Exercises ▸
**A.** Answer these questions from the passage below on SARS-CoV-2 and the gut:
(i) Which cellular receptor does the SARS-CoV-2 spike S protein recognize?
(ii) In the intestine, what kind of transport is ACE2 implicated in?
(iii) Which company made the Intestine-chips in which the Caco-2 cells were maturated?
**B.** Extend the passage below on SARS-CoV-2 infection of the gut, starting after its last sentence.

Exercise passage ▸
.....

SARS-CoV-2 entry is mediated by the spike S protein, recognizing the cellular receptor ACE2 that is expressed in various tissues: lung, heart, and blood vessel but also in the intestine. Intestinal infections by SARS-CoV-2 have been already reported (Xiao et al., 2020). Also we and others could observed the uptake of pseudovirus expressing S (from SARS-CoV-2) in human colon like cell line (Hoffmann et al., 2020).
However, to which extent the intestine is targeted by the virus (small intestine or colon) and the consequence of this infection on the viral dissemination is not known yet. Furthermore, the consequence of SARS-CoV-2 infection to the gut homeostasis has not been clearly studied. In the intestine, ACE2 is implicated in amino acid transport impacting the gut microbiota and the inflammatory response (Hashimoto et al., 2012). Knowing that patients having inflammatory syndrome or/and dysbiotic microbiota have higher risks to develop more severe COVID19, intestinal infections may play an important role in aggravating the disease. Therefore, investigating coronavirus infection at the intestinal barrier will give some important feedback on the COVID-19 disease and epidemic.
SARS-CoV-2 infection is specific for humans and hence the community lacks for accurate small animal models to study the infection in vivo. An alternatative approach would be to use human biomimetic gut by using the newly developed organ-on-chip devices that combine tissue engineering and microfluidic technologies. This allows us to recapitulate the architecture (in 3D organized in crypt/villus-like structure) and the mechanical forces observed in the gut (fluid flow and peristaltic motion) (Bein et al., 2018).
We have been recently developing this technology using Caco-2 cells maturated in Intestine-chips from the company Emulate. This enabled us to observe how critical were the 3D topology and the mechanical stimulation of the gut epithelial monolayer for the invasion of the enteroinvasive pathogen Shigella (Grassart et al., 2019).

.....

[Stored data entries]
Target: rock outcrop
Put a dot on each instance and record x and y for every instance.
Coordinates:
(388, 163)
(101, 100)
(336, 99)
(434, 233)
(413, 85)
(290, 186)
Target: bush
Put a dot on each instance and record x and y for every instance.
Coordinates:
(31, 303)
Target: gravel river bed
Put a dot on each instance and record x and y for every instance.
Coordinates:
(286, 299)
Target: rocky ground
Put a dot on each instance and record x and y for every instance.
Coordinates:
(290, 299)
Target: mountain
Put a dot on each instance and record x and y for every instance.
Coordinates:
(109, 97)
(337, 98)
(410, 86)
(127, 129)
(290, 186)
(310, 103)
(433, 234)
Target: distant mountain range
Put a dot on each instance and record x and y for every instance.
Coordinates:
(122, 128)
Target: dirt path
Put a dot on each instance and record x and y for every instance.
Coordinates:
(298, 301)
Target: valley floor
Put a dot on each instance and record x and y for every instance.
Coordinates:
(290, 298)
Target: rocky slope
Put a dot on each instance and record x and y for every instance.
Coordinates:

.....

Written answers ▸
**A.**
(i) ACE2
(ii) Amino acid transport
(iii) Emulate

**B.**
In addition, we have been successfully setting up the generation and expansion of gut organoids (Nigro et al., 2014; Nigro et al., 2019). Indeed, starting from colonic organoids, obtained from human colonic resections, we could generate polarized monolayers of human colonic primary cells (on Transwell), thereby recapitulating the colonic barrier having the full panoplies of colonic cells (colonocytes, goblet cells, enteroendocrine cells).
We propose to combine our two approaches to develop a biomimetic human gut to study coronavirus infection.
In this project we will develop a human Intestine model using human primary cells (organoid derived) from colonic and small intestinal tissues in addition to organ-on-chip technology to recapitulate the full hallmark of the small intestine and colonic barrier (cells diversity, 3D topology, mechanical stimulation). This will allow us to investigate SARS-CoV-2 adhesion, fusion, entry and replication from the ileum to the colon and the downstream impact on the gut homeostasis. Hence this project will enable us to determine if the gut is a SARS-CoV-2 reservoir and its impact on the gut homeostasis.
Once our method and model will be validated, the scientific community will have access to it and clinical studies could be done using tissues derived from covid19 patients to allow for personalised medicine and drug testing.
Beside the emergency in investigating COVID19, our project will also be helpful to study gut diseases, especially during enteric infections.